BEGIN Excerpted text

Medical residency lasts three to seven years after medical school, depending on the specialty. The shortest residencies, like family medicine and internal medicine, take three years. The longest, like neurosurgery, take seven. Most doctors spend a minimum of seven years training after college: four years of medical school plus at least three years of residency.
Residency Length by Specialty
The range is wide. Primary care fields sit at the shorter end, while surgical specialties demand the most time. Here’s how the major specialties break down:
- 3 years: Family medicine, internal medicine, pediatrics
- 4 years: Emergency medicine (most programs are currently 3 years, but the ACGME has proposed requiring 4 years by July 2027), psychiatry, obstetrics and gynecology
- 5 years: General surgery (minimum for all surgical residencies)
- 6 years: Plastic surgery (three years of preparatory surgical training plus two years of plastic surgery, with many adding 6 to 12 months beyond that)
- 7 years: Neurosurgery (one year of general surgery training plus five years of neurological surgery, totaling six to seven years depending on the program)

END Excerpted text

Repeat the part of the medical residency text word for word, starting with "Medical residency lasts" and going on through "years of residency.".

BEGIN Record set

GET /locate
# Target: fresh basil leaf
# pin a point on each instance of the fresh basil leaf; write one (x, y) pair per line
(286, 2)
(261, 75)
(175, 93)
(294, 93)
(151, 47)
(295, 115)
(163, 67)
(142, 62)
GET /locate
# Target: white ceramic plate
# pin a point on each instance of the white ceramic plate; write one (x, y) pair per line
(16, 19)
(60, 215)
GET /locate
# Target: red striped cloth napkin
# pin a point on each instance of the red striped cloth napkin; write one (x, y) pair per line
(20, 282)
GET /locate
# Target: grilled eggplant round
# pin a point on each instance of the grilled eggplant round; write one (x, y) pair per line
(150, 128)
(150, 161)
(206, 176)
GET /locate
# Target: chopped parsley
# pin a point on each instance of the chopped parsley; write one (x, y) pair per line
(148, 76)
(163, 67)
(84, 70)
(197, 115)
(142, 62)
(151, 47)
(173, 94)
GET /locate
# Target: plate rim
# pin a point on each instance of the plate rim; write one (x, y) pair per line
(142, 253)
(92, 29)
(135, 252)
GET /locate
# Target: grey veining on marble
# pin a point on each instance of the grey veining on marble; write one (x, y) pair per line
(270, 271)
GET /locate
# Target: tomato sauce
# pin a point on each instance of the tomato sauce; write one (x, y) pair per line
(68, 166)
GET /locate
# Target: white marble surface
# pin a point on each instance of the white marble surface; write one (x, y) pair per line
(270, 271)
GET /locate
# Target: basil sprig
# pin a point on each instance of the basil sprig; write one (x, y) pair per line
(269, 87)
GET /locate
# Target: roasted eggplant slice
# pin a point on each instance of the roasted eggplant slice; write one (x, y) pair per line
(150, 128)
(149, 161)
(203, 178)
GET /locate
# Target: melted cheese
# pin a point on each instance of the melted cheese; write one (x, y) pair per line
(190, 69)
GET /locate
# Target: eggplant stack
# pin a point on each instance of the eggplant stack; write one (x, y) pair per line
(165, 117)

END Record set

** Task solution **
Medical residency lasts three to seven years after medical school, depending on the specialty. The shortest residencies, like family medicine and internal medicine, take three years. The longest, like neurosurgery, take seven. Most doctors spend a minimum of seven years training after college: four years of medical school plus at least three years of residency.